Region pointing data
::::

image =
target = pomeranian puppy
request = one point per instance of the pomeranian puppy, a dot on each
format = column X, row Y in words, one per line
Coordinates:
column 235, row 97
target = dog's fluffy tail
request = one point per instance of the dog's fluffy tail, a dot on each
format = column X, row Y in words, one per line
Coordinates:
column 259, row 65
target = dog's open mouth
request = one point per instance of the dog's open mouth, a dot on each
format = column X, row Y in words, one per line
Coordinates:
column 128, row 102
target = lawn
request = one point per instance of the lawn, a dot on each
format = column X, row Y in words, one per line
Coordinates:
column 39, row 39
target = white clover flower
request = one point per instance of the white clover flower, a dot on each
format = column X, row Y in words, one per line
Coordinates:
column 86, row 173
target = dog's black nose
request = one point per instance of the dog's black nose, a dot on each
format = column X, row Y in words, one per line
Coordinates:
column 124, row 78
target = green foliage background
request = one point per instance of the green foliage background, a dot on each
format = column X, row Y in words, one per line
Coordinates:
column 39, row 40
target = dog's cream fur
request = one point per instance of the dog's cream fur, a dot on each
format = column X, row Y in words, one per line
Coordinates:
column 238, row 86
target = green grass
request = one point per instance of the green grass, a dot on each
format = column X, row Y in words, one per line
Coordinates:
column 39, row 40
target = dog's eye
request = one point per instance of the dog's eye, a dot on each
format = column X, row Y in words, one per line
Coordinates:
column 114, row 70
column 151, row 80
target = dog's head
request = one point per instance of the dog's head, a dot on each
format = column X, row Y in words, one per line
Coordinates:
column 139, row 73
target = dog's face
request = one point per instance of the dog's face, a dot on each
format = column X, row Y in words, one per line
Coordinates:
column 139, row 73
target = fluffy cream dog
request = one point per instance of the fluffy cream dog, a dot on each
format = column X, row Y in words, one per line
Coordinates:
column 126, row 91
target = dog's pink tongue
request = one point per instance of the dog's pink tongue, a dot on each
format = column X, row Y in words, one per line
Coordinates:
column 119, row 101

::::

**Try it**:
The entries are to be retyped in full, with no alteration.

**Response to this exercise**:
image =
target = pomeranian puppy
request = one point per instance of the pomeranian puppy, a dot on each
format = column X, row Y in words, one per line
Coordinates:
column 235, row 97
target = dog's fluffy tail
request = one point per instance of the dog's fluffy tail, a dot on each
format = column X, row Y in words, one per line
Coordinates:
column 259, row 65
target = dog's open mouth
request = one point per instance of the dog's open mouth, a dot on each
format = column X, row Y in words, one per line
Coordinates:
column 128, row 102
target = lawn
request = one point per instance of the lawn, a dot on each
format = column X, row Y in words, one per line
Coordinates:
column 39, row 39
target = white clover flower
request = one point per instance of the white clover flower, a dot on each
format = column X, row Y in words, one per line
Coordinates:
column 86, row 173
target = dog's black nose
request = one point per instance of the dog's black nose, a dot on each
format = column X, row Y in words, one per line
Coordinates:
column 124, row 78
target = green foliage background
request = one point per instance of the green foliage background, a dot on each
format = column X, row Y in words, one per line
Coordinates:
column 39, row 40
target = dog's cream fur
request = one point per instance of the dog's cream fur, a dot on each
format = column X, row Y in words, one per line
Coordinates:
column 238, row 86
target = green grass
request = one point per instance of the green grass, a dot on each
format = column X, row Y in words, one per line
Coordinates:
column 39, row 40
target = dog's eye
request = one point per instance of the dog's eye, a dot on each
format = column X, row Y in words, one per line
Coordinates:
column 114, row 70
column 151, row 80
target = dog's head
request = one point per instance of the dog's head, a dot on each
format = column X, row Y in words, one per line
Coordinates:
column 139, row 73
target = dog's face
request = one point per instance of the dog's face, a dot on each
format = column X, row Y in words, one per line
Coordinates:
column 139, row 73
target = fluffy cream dog
request = one point per instance of the fluffy cream dog, a dot on each
format = column X, row Y in words, one per line
Coordinates:
column 126, row 91
target = dog's pink tongue
request = one point per instance of the dog's pink tongue, a dot on each
format = column X, row Y in words, one per line
Coordinates:
column 119, row 101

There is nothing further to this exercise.